Instructions to follow:
Each line from the one containing "rough mask: <svg" onward, through the end of the entries, is to be transcribed exactly; nothing else is to be included.

Input for this task:
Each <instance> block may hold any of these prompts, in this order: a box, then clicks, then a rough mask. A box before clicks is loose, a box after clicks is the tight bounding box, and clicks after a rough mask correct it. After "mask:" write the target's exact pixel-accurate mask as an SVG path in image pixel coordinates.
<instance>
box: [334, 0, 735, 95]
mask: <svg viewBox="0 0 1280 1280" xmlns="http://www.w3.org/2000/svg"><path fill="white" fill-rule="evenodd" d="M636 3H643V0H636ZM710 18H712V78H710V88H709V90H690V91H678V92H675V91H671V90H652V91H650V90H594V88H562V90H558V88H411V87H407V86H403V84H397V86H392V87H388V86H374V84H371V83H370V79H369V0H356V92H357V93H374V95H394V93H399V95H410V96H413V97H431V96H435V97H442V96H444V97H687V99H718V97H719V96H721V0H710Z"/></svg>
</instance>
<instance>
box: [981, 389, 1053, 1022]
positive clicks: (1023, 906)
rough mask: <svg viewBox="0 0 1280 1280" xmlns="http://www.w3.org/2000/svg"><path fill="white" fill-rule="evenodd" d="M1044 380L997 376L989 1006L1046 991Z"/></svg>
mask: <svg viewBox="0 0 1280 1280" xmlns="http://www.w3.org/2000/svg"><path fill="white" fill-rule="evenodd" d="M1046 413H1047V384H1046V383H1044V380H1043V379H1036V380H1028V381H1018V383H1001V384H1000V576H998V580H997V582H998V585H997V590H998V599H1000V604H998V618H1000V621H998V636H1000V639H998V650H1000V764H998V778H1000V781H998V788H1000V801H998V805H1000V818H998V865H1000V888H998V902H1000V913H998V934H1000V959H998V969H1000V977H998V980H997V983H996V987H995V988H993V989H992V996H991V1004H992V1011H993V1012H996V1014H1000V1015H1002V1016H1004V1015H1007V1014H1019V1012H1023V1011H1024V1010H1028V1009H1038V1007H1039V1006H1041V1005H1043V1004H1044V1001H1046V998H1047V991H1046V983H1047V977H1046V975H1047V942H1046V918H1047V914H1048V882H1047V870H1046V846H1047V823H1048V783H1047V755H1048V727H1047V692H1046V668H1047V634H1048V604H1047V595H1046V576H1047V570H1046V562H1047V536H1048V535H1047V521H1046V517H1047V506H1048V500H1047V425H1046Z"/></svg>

Reply to the exercise:
rough mask: <svg viewBox="0 0 1280 1280" xmlns="http://www.w3.org/2000/svg"><path fill="white" fill-rule="evenodd" d="M1044 380L997 376L989 1006L1046 991Z"/></svg>
mask: <svg viewBox="0 0 1280 1280" xmlns="http://www.w3.org/2000/svg"><path fill="white" fill-rule="evenodd" d="M1046 413H1047V384H1046V383H1044V380H1043V379H1036V380H1028V381H1018V383H1001V384H1000V576H998V580H997V582H998V585H997V590H998V599H1000V604H998V618H1000V621H998V636H1000V639H998V650H1000V764H998V778H1000V781H998V788H1000V801H998V805H1000V818H998V865H1000V888H998V902H1000V913H998V934H1000V959H998V969H1000V977H998V980H997V983H996V987H995V988H993V989H992V996H991V1004H992V1011H993V1012H996V1014H1000V1015H1002V1016H1004V1015H1007V1014H1019V1012H1023V1011H1024V1010H1028V1009H1038V1007H1039V1006H1041V1005H1043V1004H1044V1001H1046V998H1047V991H1046V983H1047V977H1046V975H1047V942H1046V918H1047V914H1048V882H1047V870H1046V846H1047V823H1048V783H1047V755H1048V727H1047V692H1046V668H1047V634H1048V604H1047V595H1046V576H1047V570H1046V562H1047V536H1048V535H1047V521H1046V517H1047V506H1048V500H1047V425H1046Z"/></svg>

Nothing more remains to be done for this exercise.